== Exercise description ==
Duplicate the passage in the article about the Hotel Elkhart renovation from "The property now" up to and including "the redevelopment project.".

(Text shown begins)

Inside Indiana Business with Gerry Dick
Sept. 27, 2021
ELKHART – An iconic nine-story building in downtown Elkhart is preparing for its first hotel guests in about four decades, following a $23 million renovation. Dignitaries will hold a ribbon cutting ceremony Tuesday at Hotel Elkhart, a boutique hotel that is part of Hilton’s Tapestry Collection of hotels. The nearly 100-year-old building has been under construction for over two years but faced delays because of COVID-19.
In an interview with Inside INdiana Business, Cressy Commercial Real Estate Senior Vice President Eddie Bradley said redevelopment of the complex project was not an easy task.
“Very painstakingly detailed process for the developer, the owner and the architects,” said Bradley. “We brought back a lot of the original luster to the building and the architectural details, just reiterating the authentic renovation.”
The structure was built in 1923 but closed as a hotel in the 1970s. In subsequent years, it was used for office space and senior living. Bradley says there were unique designs challenges to preserve the historic nature of the building, including the facade.
“We made the philosophical decision not to penetrate and not to do the simpler, easier HVAC system because it would be an eyesore and would be a disservice to the architectural integrity of the brickwork and the hotel,” said Bradley, who adds it also increase the cost of the project.
The property now offers 93 rooms, two restaurants, a ballroom, meeting space, and a rooftop bar.
“It shows the luster on the terrazzo floors and the detail work and the ceilings. We’ve got a wonderful ballroom at the very top where we brought back a lot of that original architectural detail, wonderful views…that gives us just a gorgeous panoramic view,” said Bradley.
It was October 2017 when Mishawaka-based Cressy Real Estate announced plans to renovate the near century old building. In February 2018, the Indiana Economic Development Corp. has approved a $900,000 grant towards the project as part of its Regional Cities Initiative.
In March 2019, Cressy partnered with Michigan-based Mno-Bmadsen, the independent non-gaming business entity of the Pokagon Band of Potawatomi Indians to invest in the redevelopment project.
“We’re incredibly honored to be a partner on this investment and are excited to see this property brought back to life in what are the ancestral lands of the Pokagon Band of Potawatomi Indians,” Mno-Bmadsen Chief Executive Officer Julio Martinez said in a news release. “It is a labor of love. Love for Elkhart and love for our community as a whole.”

(Text shown ends)
(Extracted entries begins)

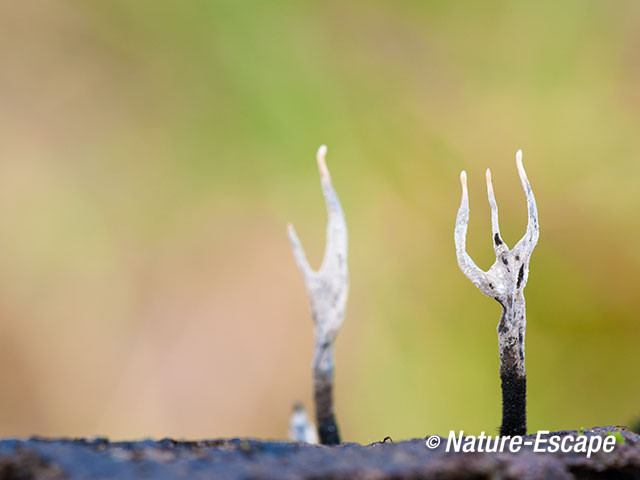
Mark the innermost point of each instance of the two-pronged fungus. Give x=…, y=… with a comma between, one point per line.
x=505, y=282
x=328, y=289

(Extracted entries ends)
(Extracted entries begins)

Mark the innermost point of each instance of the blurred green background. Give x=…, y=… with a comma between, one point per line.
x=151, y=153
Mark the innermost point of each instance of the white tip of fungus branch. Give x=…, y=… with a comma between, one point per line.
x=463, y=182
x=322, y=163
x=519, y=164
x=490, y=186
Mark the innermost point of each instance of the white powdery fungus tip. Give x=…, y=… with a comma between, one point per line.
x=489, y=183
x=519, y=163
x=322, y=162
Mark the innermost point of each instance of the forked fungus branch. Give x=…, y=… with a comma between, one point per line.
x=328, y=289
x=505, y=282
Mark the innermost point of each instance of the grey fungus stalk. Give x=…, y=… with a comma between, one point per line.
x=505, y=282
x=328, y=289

(Extracted entries ends)

== Response area ==
The property now offers 93 rooms, two restaurants, a ballroom, meeting space, and a rooftop bar.
“It shows the luster on the terrazzo floors and the detail work and the ceilings. We’ve got a wonderful ballroom at the very top where we brought back a lot of that original architectural detail, wonderful views…that gives us just a gorgeous panoramic view,” said Bradley.
It was October 2017 when Mishawaka-based Cressy Real Estate announced plans to renovate the near century old building. In February 2018, the Indiana Economic Development Corp. has approved a $900,000 grant towards the project as part of its Regional Cities Initiative.
In March 2019, Cressy partnered with Michigan-based Mno-Bmadsen, the independent non-gaming business entity of the Pokagon Band of Potawatomi Indians to invest in the redevelopment project.